## Data to use
########
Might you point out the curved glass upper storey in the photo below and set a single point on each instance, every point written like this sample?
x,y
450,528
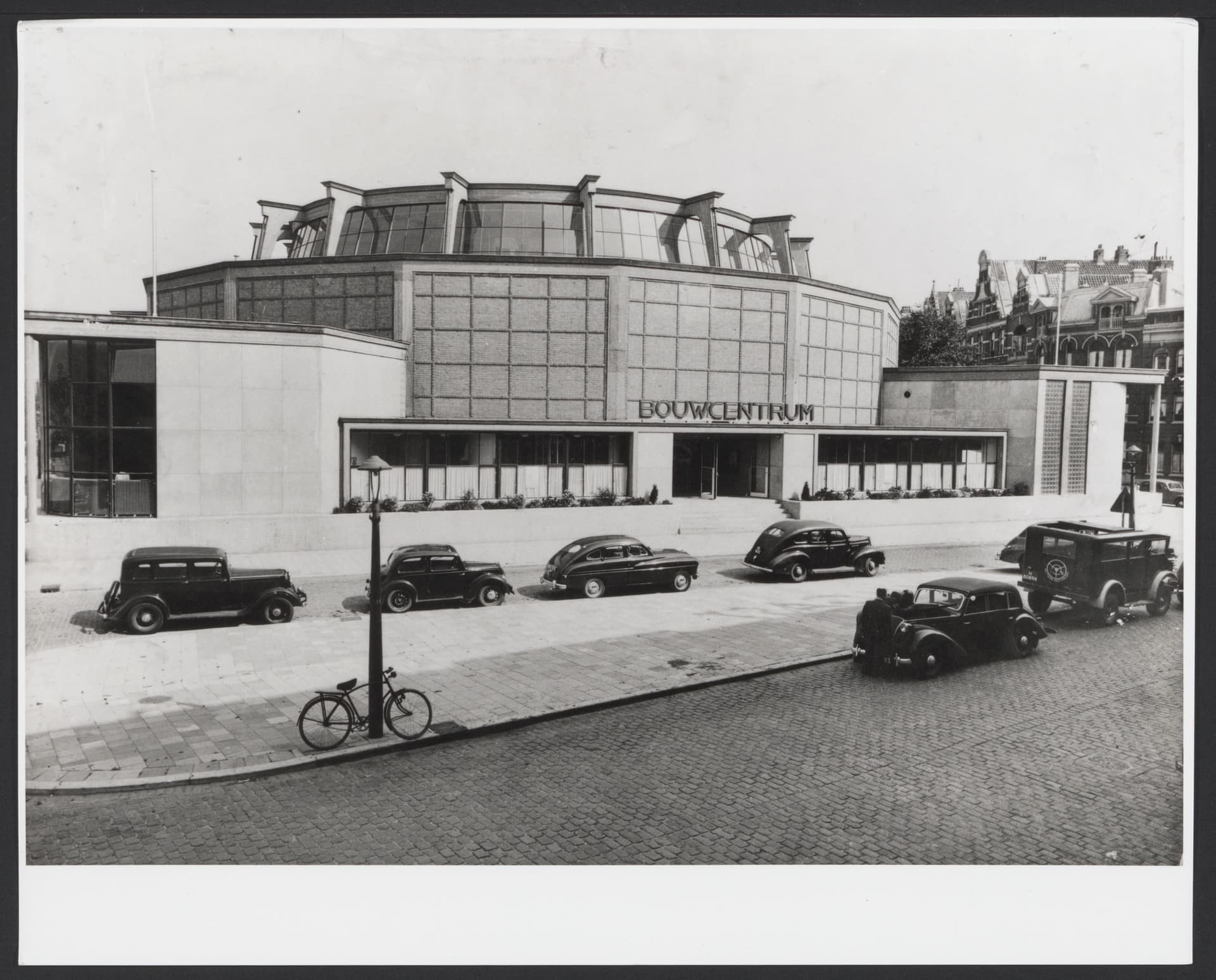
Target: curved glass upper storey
x,y
519,229
405,228
624,232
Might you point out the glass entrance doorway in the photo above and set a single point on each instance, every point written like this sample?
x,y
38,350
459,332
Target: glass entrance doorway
x,y
730,466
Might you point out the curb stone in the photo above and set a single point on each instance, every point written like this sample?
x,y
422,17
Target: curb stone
x,y
43,788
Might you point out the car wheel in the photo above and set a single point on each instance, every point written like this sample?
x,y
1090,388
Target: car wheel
x,y
277,610
490,595
867,567
1025,641
1162,603
398,600
929,662
1040,602
145,618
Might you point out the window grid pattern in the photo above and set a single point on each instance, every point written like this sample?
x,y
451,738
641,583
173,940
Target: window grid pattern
x,y
1079,438
510,347
839,360
308,241
362,303
882,462
201,301
744,251
519,229
1053,438
706,343
404,228
98,430
623,232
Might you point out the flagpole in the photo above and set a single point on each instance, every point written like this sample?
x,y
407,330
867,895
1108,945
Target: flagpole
x,y
153,244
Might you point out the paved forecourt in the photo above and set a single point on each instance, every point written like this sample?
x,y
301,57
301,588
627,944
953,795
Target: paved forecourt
x,y
189,704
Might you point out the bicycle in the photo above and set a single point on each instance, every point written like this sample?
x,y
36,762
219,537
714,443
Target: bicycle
x,y
326,721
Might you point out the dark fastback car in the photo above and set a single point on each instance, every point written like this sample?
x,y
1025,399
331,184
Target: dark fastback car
x,y
163,582
593,566
1103,568
436,573
798,548
955,618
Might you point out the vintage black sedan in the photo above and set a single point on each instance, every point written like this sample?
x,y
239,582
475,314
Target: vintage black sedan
x,y
798,548
436,573
955,618
593,566
166,582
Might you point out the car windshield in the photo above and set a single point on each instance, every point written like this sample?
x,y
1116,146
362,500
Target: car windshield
x,y
934,596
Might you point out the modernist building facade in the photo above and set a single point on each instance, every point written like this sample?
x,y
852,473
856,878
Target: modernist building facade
x,y
1117,313
518,339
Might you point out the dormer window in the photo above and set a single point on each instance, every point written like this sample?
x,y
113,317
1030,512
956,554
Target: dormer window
x,y
1110,317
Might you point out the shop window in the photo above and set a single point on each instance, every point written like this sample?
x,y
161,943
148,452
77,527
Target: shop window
x,y
519,229
99,429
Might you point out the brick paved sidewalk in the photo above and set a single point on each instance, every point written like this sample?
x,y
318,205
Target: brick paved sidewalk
x,y
194,703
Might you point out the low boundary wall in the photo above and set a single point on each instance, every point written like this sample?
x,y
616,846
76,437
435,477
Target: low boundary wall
x,y
80,553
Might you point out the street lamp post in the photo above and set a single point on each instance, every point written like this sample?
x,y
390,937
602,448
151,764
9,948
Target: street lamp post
x,y
375,466
1132,454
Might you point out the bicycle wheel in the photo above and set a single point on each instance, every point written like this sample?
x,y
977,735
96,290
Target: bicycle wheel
x,y
325,722
408,713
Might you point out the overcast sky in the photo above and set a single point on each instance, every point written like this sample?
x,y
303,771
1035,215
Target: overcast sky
x,y
904,151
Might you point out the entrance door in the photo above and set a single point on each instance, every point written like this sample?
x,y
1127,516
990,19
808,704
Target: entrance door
x,y
709,468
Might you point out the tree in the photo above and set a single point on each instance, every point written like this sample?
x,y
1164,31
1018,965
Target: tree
x,y
933,339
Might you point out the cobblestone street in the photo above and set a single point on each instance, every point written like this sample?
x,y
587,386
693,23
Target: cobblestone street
x,y
1072,755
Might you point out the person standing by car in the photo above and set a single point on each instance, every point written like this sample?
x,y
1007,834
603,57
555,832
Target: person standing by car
x,y
875,625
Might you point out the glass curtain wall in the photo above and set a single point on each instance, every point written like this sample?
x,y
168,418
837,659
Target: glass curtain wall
x,y
880,463
623,232
491,465
519,229
98,429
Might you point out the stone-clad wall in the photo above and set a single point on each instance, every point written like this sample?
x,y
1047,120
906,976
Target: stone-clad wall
x,y
509,347
699,342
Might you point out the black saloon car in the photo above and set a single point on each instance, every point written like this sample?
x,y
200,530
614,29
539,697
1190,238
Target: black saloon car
x,y
956,618
798,548
593,566
436,573
163,582
1099,567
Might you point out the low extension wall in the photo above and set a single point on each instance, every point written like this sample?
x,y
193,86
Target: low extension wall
x,y
950,520
79,553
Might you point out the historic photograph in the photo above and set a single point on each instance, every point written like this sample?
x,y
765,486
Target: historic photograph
x,y
607,444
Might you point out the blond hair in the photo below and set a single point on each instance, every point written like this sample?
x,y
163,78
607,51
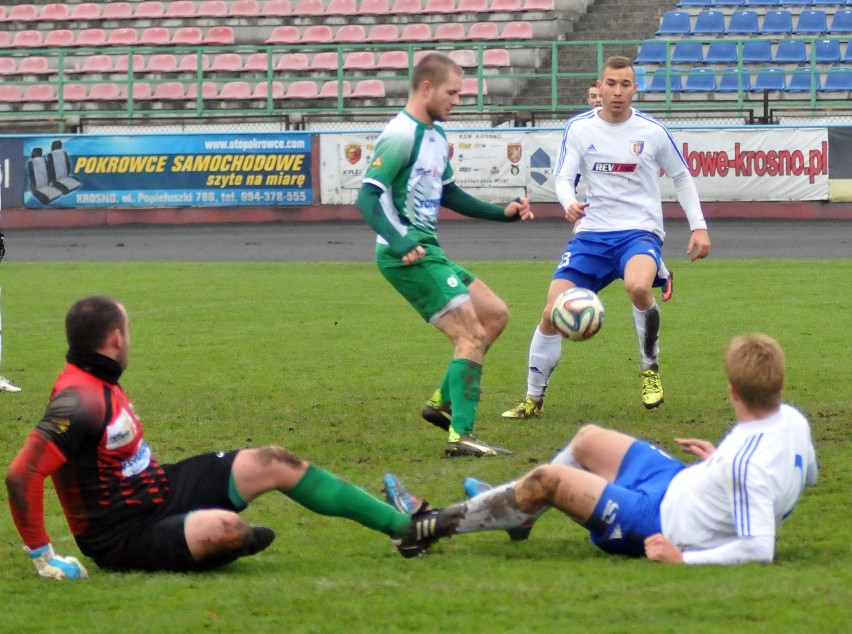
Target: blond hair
x,y
754,365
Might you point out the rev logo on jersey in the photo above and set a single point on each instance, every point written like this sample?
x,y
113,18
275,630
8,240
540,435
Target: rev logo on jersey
x,y
353,153
637,147
614,168
514,152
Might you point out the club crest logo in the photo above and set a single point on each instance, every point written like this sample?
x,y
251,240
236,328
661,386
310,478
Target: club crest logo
x,y
353,153
637,147
514,152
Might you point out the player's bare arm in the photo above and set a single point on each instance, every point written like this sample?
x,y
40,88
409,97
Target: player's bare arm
x,y
699,245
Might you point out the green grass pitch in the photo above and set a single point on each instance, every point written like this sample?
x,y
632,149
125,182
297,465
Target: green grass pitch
x,y
327,360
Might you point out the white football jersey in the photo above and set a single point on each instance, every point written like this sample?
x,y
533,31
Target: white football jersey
x,y
621,165
746,488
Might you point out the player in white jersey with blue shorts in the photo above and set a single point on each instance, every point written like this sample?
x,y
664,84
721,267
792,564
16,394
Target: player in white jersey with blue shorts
x,y
636,500
618,230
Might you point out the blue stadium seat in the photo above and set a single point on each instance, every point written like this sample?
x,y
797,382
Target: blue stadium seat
x,y
841,22
777,21
658,81
810,22
771,78
652,53
790,52
721,53
826,51
675,23
729,78
757,52
800,80
743,23
838,78
700,80
688,51
709,23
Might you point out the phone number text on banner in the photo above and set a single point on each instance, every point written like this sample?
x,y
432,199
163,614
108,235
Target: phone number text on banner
x,y
168,171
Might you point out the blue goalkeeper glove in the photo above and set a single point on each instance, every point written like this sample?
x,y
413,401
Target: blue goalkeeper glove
x,y
49,564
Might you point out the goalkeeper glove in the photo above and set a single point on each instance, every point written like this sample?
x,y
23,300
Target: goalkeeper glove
x,y
49,564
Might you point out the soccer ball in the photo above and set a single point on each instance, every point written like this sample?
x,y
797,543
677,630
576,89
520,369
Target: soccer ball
x,y
578,314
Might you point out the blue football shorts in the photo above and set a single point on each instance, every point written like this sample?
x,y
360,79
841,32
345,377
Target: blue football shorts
x,y
629,508
594,259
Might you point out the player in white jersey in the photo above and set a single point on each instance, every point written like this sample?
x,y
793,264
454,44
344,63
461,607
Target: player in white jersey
x,y
636,500
5,384
618,229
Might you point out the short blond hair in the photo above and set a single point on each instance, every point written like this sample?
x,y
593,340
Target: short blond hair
x,y
754,365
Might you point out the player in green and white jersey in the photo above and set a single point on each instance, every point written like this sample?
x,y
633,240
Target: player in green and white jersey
x,y
409,180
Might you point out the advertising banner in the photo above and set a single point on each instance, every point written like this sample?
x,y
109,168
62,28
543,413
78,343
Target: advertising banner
x,y
168,170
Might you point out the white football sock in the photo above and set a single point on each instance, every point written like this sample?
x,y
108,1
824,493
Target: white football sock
x,y
494,509
648,331
545,351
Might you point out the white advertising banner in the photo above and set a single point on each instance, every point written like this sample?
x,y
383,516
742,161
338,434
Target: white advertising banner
x,y
728,165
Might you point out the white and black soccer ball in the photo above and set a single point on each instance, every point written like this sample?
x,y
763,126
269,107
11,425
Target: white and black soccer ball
x,y
578,314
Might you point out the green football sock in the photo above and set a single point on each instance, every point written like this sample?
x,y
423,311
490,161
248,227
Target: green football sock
x,y
324,493
464,378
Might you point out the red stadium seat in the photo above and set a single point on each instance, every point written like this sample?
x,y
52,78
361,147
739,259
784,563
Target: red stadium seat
x,y
91,37
123,37
180,9
353,33
331,89
161,63
374,7
23,13
341,7
277,8
74,92
117,11
516,31
261,90
407,7
169,91
256,62
485,31
189,63
245,9
360,60
383,33
368,89
54,12
155,36
60,38
227,62
212,9
292,62
86,11
187,36
40,93
302,90
416,33
33,66
106,91
219,35
326,60
449,32
10,94
235,90
284,35
309,7
149,10
26,39
317,34
393,59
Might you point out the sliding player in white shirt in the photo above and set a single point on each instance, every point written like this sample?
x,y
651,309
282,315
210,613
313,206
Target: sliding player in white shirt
x,y
636,500
618,230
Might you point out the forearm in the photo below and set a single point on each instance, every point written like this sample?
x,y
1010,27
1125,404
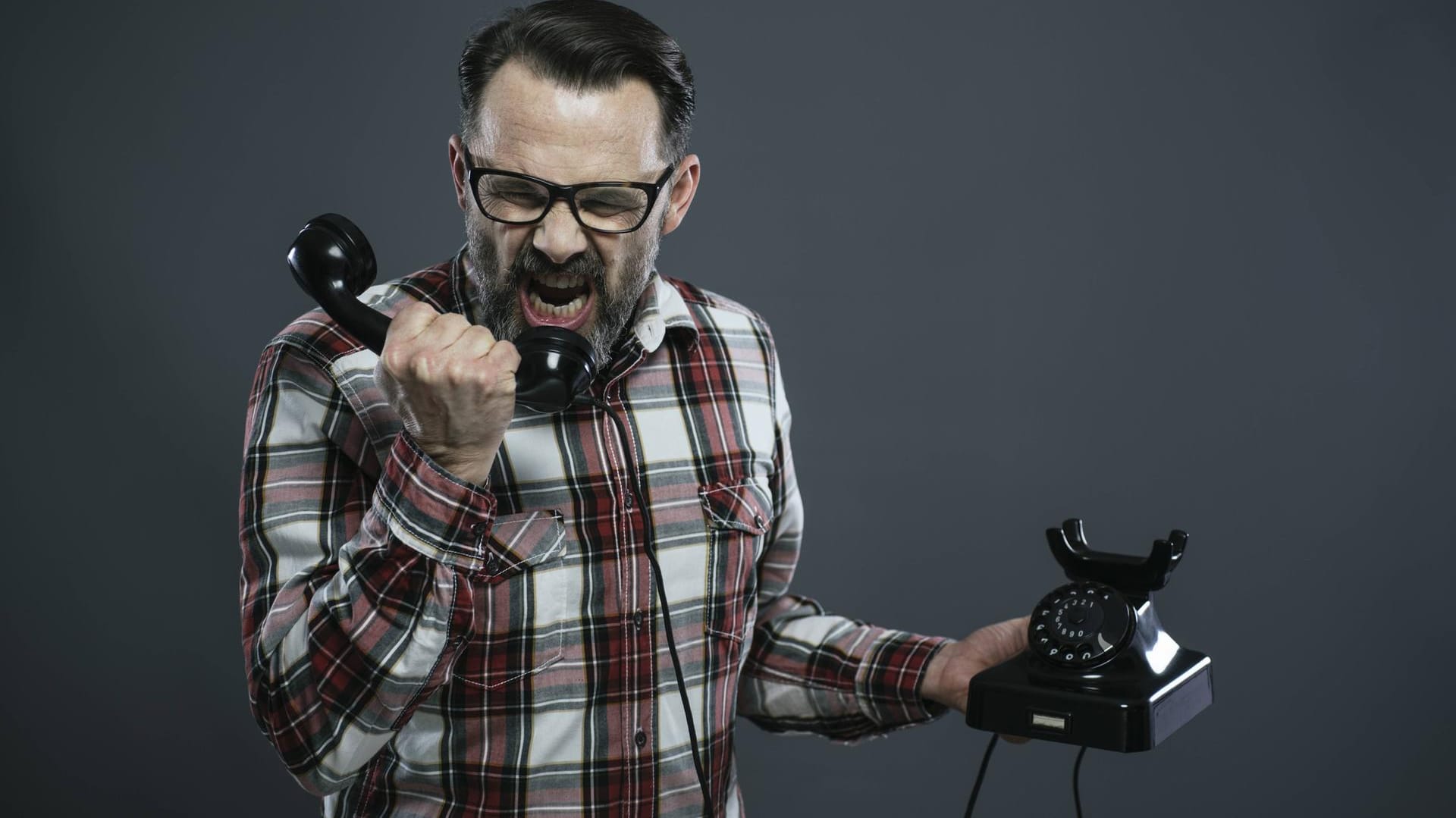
########
## What to work on
Search the entries for the word "below" and copy every line that holds it.

## Response for this exercise
Might you point out the curved glass upper storey in the photo below and set a single point on each instance, every point written like this sample?
Might you point out the blond hair in the photo below and set a single point on each instance, every point written like this sample?
Might you point out the forearm in the photo below and set a single point on each instance, every point written like this sample?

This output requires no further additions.